- Text excerpt:
ENDY BAYUNI: Well, it’s a widespread concern even among the moderate Islamic leaders because we have heard statements that seem to support the notion that there’s an anti-Islam element in the — in some of the policies coming from Washington.
GWEN IFILL: Professor Abuza….
JEFFREY WINTERS: Could I?
GWEN IFILL: Go ahead.
JEFFREY WINTERS: Could I just add to that? We heard in the clip, in the joint statement between President Bush and Megawati once again a reference by President Bush to evil. He’s many times used the word evil doers. Evil is a religious term. And so on the one hand you can’t say this is not about a clash of religions, it’s not about some sort of clash between good and evil and then inject words like evil into the discussion.
If you say someone is evil, then there’s nothing more to talk about. They are just — it’s almost congenital. All you have to do is round them up, kill them. But if you start being a little bit more complex about it and not saying that … their actions may be evil, but it takes away the question, what are the motivations behind what’s going on? Until we get to motivations — and I think this is something Professor Abuza was saying — until we really start getting to the fundamental issues, we’re not going to be able to deal with this problem with the security approach or through public diplomacy and propaganda.

- Data excerpts:

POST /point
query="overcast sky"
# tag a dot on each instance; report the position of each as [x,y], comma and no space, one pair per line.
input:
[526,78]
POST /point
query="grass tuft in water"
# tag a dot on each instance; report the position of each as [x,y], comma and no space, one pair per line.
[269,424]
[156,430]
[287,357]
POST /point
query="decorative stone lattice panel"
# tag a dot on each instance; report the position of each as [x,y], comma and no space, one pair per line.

- The tasks:
1 – From the transcript, return the passage starting at "JEFFREY WINTERS: Could I?" and ending at "into the discussion.".
2 – List every person named in the transcript, whether as a speaker or as someone mentioned.
3 – For each statement, decide whether it agrees with the transcript. Answer yes or no, and quote the words from the transcript that settle it.
(a) Jeffrey Winters calls evil a religious term.
(b) Gwen Ifill tells Jeffrey Winters to wait his turn.
(c) Endy Bayuni describes the concern as held only by radical Islamic leaders.

- Replies:
1 –
JEFFREY WINTERS: Could I?
GWEN IFILL: Go ahead.
JEFFREY WINTERS: Could I just add to that? We heard in the clip, in the joint statement between President Bush and Megawati once again a reference by President Bush to evil. He’s many times used the word evil doers. Evil is a religious term. And so on the one hand you can’t say this is not about a clash of religions, it’s not about some sort of clash between good and evil and then inject words like evil into the discussion.

2 – Endy Bayuni, Gwen Ifill, Jeffrey Winters, Professor Abuza, President Bush, Megawati

3 –
(a) Yes: "Evil is a religious term."
(b) No: "Go ahead."
(c) No: "it’s a widespread concern even among the moderate Islamic leaders"